##### READING PASSAGE

Regions with significant populations
- Brunei

Languages
- Belait, Malay

Religion
- Islam

Related ethnic groups
- Kiput, Dali, Tutong, Miriek, Other Indigenous peoples of Brunei

= Belait people =

Bruneian ethnic group

The Belait people are a Bruneian ethnic group native to Belait District. They traditionally speak the Belait language. They are predominantly Muslim. They are officially one of the seven ethnic groups which make up the Bruneian Malay race.

== Origin ==
The Belait people originated from the merger between two ethnic groups, namely the Belait jati (i.e. the 'native' Belait) and the Lemeting or Meting. The latter was originally native to Tinjar River, a tributary of the Baram River in Sarawak, Malaysia; they later migrated to the area of, and eventually integrated with, the 'native' Belait.

##########
##### SOURCE MATERIAL

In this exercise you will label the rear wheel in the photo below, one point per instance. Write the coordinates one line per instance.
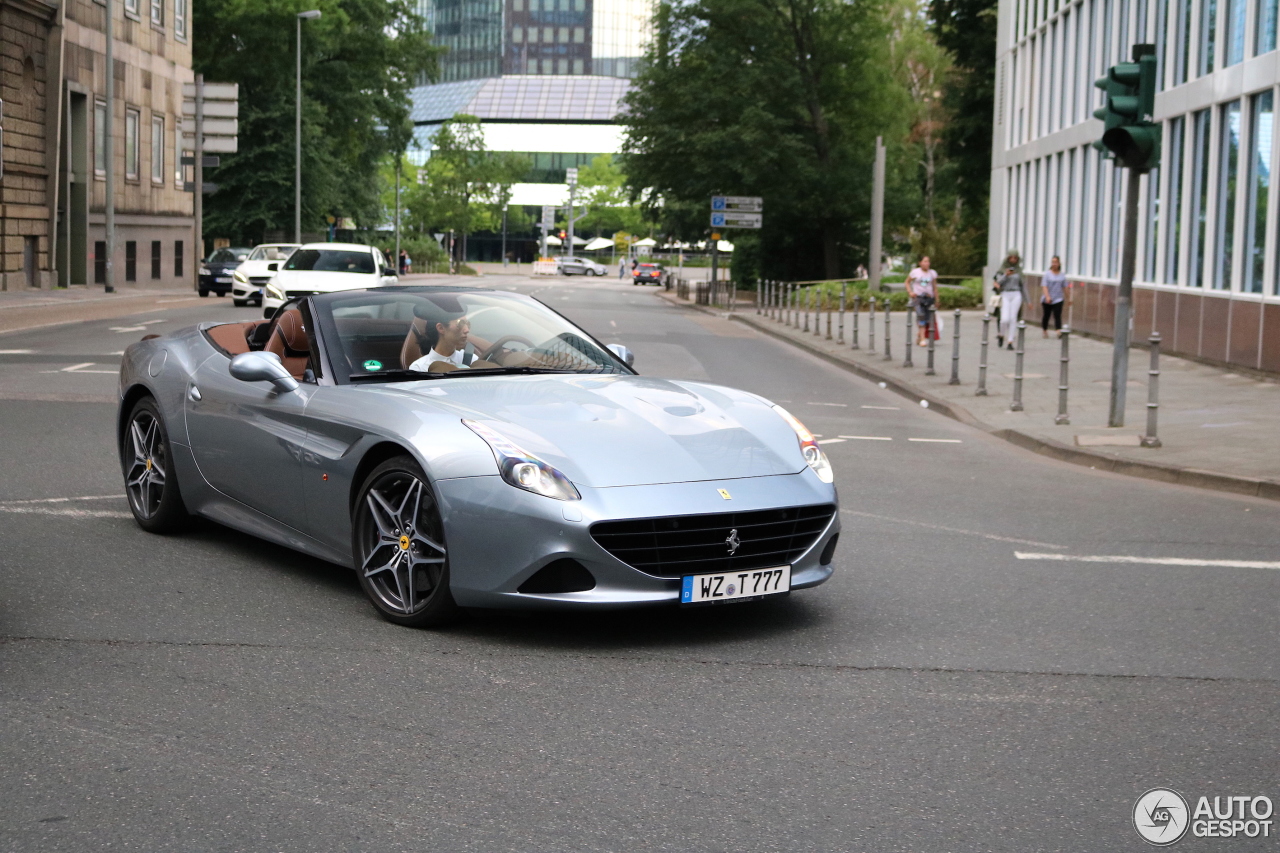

##########

→ **DIRECTION 1**: Name every related ethnic group listed in the text on the Belait people.
→ **DIRECTION 2**: According to the text on the Belait people, the Tinjar River is a tributary of which river?
→ **DIRECTION 3**: Write out the part of the text on the Belait people from "Related ethnic groups" up to and including "the 'native' Belait.", with no changes.

→ **COMPLETE OUTPUT 1**: Kiput, Dali, Tutong, Miriek, Other Indigenous peoples of Brunei

→ **COMPLETE OUTPUT 2**: The Baram River in Sarawak, Malaysia.

→ **COMPLETE OUTPUT 3**:
Related ethnic groups
- Kiput, Dali, Tutong, Miriek, Other Indigenous peoples of Brunei

= Belait people =

Bruneian ethnic group

The Belait people are a Bruneian ethnic group native to Belait District. They traditionally speak the Belait language. They are predominantly Muslim. They are officially one of the seven ethnic groups which make up the Bruneian Malay race.

== Origin ==
The Belait people originated from the merger between two ethnic groups, namely the Belait jati (i.e. the 'native' Belait) and the Lemeting or Meting. The latter was originally native to Tinjar River, a tributary of the Baram River in Sarawak, Malaysia; they later migrated to the area of, and eventually integrated with, the 'native' Belait.